----- Data in this exercise -----

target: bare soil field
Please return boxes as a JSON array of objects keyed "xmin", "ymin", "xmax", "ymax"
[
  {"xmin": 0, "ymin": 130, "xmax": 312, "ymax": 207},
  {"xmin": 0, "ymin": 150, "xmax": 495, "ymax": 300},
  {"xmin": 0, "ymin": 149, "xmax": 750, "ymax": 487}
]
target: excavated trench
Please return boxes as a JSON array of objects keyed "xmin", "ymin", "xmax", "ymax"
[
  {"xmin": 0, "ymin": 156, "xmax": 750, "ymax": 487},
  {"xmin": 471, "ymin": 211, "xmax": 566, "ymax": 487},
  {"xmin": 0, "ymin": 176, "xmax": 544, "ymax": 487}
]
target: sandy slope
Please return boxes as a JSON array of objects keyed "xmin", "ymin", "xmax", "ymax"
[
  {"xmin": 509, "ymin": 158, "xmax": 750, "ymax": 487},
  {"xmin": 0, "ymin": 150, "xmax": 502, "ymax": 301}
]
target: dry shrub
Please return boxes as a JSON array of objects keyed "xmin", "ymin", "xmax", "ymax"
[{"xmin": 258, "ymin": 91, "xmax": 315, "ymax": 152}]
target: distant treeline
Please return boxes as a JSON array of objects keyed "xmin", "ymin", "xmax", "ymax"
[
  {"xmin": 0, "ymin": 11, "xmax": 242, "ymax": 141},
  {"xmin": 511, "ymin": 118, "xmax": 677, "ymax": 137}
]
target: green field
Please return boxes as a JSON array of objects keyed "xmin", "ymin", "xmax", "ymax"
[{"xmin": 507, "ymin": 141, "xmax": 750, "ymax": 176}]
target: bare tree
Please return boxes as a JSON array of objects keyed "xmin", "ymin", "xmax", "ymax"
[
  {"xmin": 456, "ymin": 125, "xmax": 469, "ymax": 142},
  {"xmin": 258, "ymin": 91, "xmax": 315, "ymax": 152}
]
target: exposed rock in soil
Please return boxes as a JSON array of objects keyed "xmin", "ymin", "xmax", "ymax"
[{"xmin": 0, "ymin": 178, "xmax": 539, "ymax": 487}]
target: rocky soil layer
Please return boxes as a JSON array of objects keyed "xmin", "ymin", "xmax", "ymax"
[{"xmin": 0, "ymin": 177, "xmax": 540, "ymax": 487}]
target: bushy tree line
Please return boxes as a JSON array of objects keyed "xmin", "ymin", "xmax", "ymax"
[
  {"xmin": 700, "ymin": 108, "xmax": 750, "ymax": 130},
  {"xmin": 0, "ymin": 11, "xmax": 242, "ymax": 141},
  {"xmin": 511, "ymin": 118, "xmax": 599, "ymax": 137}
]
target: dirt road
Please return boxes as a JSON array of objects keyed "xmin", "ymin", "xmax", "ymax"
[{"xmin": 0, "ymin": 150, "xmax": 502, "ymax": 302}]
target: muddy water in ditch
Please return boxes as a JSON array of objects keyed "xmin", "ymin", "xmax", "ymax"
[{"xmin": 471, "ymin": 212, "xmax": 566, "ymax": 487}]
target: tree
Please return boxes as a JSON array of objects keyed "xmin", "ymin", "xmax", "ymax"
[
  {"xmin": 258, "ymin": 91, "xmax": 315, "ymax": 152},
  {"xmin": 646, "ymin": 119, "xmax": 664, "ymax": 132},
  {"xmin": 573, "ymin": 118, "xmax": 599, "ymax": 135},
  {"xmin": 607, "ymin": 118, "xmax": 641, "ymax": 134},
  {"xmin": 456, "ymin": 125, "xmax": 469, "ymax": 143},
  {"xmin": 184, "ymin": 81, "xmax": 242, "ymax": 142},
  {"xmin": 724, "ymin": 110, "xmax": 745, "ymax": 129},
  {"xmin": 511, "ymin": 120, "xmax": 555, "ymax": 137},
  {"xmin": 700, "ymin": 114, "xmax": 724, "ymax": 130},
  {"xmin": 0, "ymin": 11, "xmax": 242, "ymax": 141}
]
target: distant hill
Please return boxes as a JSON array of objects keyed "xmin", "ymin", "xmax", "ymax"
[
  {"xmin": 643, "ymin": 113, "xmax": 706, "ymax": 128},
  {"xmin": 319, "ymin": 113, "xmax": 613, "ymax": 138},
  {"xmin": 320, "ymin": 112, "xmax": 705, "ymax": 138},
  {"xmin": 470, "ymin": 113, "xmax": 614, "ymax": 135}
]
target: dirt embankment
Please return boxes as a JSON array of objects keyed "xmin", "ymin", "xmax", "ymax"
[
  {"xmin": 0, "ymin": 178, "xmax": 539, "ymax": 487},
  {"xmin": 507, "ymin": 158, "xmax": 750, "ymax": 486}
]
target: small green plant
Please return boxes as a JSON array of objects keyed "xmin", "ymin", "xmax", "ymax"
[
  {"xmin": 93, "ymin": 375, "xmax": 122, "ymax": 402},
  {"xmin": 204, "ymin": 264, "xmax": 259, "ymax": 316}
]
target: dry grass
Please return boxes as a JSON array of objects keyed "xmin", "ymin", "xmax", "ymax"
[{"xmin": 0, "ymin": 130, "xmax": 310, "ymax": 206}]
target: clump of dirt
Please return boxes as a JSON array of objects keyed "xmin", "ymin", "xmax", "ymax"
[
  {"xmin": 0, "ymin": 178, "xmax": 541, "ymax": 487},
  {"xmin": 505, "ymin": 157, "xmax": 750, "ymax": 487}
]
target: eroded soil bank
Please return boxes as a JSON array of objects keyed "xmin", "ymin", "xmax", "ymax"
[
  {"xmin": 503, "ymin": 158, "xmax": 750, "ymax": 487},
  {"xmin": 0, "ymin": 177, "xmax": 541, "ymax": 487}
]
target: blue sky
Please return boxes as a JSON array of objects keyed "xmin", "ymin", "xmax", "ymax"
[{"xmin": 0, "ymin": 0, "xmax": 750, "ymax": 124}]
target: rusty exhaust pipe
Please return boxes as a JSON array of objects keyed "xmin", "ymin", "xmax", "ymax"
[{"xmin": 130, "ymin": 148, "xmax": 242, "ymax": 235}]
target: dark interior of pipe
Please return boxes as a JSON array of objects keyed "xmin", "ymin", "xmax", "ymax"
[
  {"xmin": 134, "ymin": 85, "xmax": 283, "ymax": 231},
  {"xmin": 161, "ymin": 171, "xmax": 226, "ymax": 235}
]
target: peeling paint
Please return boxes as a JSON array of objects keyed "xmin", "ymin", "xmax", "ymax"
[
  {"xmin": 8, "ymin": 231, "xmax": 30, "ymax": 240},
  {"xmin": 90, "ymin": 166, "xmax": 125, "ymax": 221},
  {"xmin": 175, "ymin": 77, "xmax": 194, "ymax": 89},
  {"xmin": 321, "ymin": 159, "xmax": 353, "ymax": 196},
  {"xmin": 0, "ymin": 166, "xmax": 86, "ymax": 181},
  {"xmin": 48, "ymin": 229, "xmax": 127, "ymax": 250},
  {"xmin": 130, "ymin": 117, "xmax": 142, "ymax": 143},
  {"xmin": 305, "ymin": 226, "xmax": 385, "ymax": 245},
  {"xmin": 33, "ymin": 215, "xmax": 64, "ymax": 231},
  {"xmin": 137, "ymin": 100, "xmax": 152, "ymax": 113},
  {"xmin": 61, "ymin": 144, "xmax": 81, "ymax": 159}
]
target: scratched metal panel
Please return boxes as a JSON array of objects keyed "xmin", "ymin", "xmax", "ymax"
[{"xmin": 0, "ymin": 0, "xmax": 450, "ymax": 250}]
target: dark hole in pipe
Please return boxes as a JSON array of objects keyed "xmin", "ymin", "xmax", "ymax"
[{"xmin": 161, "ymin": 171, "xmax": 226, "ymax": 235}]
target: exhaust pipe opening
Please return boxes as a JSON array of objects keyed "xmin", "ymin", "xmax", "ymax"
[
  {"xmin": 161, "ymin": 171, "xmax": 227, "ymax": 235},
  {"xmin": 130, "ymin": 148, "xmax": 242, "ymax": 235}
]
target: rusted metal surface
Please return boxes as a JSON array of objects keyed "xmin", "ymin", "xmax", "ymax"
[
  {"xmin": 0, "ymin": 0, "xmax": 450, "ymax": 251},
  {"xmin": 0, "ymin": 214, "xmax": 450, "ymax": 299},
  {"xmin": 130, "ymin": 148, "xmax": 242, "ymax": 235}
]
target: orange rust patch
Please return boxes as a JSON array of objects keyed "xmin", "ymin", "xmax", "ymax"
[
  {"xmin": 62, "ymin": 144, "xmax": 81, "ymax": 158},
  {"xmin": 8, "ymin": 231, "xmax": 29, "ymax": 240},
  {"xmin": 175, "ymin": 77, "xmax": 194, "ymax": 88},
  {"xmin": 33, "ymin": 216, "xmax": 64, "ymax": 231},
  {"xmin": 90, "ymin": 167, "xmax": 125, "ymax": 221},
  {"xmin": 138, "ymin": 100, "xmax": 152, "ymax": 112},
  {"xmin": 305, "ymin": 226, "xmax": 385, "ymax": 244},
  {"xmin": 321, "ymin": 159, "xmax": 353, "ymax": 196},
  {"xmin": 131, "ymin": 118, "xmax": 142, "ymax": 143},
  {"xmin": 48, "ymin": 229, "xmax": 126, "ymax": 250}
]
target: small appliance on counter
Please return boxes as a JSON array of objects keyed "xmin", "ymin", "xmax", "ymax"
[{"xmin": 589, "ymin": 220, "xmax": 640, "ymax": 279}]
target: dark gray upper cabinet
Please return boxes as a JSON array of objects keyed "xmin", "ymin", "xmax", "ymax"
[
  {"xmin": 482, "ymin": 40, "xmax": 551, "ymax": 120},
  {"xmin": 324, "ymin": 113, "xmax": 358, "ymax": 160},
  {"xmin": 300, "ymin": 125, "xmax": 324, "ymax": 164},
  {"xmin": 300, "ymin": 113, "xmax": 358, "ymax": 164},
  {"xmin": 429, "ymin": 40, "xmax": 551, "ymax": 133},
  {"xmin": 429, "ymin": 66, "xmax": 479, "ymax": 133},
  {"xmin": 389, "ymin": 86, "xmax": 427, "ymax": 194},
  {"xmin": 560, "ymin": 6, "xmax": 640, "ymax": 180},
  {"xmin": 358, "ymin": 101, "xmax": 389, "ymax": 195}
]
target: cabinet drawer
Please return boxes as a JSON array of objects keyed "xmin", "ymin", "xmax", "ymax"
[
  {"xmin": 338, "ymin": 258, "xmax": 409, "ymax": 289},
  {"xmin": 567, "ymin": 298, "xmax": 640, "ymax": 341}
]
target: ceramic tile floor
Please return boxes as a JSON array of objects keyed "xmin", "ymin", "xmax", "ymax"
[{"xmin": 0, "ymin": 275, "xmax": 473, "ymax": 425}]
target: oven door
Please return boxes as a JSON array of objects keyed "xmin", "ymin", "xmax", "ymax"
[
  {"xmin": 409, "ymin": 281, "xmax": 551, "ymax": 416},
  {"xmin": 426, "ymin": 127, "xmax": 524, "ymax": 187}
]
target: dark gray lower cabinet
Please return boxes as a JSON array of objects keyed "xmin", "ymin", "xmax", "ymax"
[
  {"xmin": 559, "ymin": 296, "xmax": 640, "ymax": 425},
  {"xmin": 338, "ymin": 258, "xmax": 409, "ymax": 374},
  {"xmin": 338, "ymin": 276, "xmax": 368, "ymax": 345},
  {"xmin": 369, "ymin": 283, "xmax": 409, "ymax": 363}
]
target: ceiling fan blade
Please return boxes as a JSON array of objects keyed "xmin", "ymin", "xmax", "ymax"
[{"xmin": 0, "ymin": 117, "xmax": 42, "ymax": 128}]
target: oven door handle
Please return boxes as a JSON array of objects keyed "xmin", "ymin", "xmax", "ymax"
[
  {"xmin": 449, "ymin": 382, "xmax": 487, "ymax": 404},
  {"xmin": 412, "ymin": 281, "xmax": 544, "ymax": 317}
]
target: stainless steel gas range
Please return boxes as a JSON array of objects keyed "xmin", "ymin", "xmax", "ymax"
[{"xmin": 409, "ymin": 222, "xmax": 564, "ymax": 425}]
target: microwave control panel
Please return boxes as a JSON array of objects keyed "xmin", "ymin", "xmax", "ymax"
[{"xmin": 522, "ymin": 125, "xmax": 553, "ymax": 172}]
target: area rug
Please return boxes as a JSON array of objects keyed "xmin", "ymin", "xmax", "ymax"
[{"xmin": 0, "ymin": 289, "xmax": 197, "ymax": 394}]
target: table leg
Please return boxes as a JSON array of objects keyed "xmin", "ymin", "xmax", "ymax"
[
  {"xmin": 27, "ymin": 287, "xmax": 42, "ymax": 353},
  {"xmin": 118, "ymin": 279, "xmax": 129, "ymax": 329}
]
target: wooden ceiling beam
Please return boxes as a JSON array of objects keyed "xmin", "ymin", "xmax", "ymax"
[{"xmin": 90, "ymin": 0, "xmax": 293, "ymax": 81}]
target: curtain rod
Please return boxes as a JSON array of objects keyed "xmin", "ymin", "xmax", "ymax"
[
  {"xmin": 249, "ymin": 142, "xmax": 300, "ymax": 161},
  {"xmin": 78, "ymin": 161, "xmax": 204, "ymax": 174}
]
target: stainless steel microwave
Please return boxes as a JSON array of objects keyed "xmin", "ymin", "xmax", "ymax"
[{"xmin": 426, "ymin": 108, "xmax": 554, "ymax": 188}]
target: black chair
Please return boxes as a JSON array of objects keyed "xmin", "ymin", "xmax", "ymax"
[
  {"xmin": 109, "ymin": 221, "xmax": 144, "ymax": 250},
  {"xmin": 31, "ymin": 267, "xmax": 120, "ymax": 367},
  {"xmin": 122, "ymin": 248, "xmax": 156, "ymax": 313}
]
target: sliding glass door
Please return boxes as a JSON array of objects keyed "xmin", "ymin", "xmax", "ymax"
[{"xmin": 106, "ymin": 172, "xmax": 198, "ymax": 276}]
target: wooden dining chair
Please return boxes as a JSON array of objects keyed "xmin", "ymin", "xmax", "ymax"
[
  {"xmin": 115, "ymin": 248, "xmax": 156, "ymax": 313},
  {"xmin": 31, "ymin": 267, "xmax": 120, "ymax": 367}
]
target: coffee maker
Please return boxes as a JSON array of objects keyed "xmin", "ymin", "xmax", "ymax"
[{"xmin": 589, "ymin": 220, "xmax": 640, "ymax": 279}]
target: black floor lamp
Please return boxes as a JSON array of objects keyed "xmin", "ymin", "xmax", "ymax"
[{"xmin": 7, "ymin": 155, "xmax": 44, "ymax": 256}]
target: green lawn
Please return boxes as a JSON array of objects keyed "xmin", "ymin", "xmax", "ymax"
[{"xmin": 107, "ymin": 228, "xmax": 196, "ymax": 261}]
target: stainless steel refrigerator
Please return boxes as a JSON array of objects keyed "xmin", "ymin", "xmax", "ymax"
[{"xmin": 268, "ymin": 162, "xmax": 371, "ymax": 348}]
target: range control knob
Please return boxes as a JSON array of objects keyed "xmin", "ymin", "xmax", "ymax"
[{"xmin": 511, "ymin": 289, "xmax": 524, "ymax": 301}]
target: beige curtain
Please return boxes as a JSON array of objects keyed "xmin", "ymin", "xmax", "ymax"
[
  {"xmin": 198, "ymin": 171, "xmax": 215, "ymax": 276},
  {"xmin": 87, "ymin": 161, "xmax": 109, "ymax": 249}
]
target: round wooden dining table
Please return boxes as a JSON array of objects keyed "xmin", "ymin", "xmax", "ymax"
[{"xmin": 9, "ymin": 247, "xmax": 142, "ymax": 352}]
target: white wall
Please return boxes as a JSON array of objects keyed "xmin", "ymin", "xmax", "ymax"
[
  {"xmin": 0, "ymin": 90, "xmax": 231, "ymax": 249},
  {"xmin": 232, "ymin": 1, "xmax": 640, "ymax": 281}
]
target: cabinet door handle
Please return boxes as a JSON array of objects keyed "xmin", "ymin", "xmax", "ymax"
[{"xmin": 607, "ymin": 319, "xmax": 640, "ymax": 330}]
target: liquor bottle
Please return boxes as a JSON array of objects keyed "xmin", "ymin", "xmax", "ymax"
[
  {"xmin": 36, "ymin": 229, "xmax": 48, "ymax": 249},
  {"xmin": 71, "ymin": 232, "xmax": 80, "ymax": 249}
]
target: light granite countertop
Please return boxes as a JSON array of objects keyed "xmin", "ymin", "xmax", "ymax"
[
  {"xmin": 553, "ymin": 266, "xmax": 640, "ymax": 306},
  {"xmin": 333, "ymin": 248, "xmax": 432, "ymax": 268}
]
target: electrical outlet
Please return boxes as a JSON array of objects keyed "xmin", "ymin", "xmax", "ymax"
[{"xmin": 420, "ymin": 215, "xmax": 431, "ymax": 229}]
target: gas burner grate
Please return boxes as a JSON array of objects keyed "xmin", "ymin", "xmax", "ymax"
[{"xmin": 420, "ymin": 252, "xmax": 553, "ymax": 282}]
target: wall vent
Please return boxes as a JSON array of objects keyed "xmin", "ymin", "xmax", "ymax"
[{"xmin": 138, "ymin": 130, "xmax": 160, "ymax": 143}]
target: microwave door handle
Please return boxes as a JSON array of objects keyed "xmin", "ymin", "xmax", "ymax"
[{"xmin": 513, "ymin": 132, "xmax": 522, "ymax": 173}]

-----

§ Direction
Extract every line above that contains the word "metal" and copy each one in full.

§ Response
target: scratched metal panel
target: rusted metal surface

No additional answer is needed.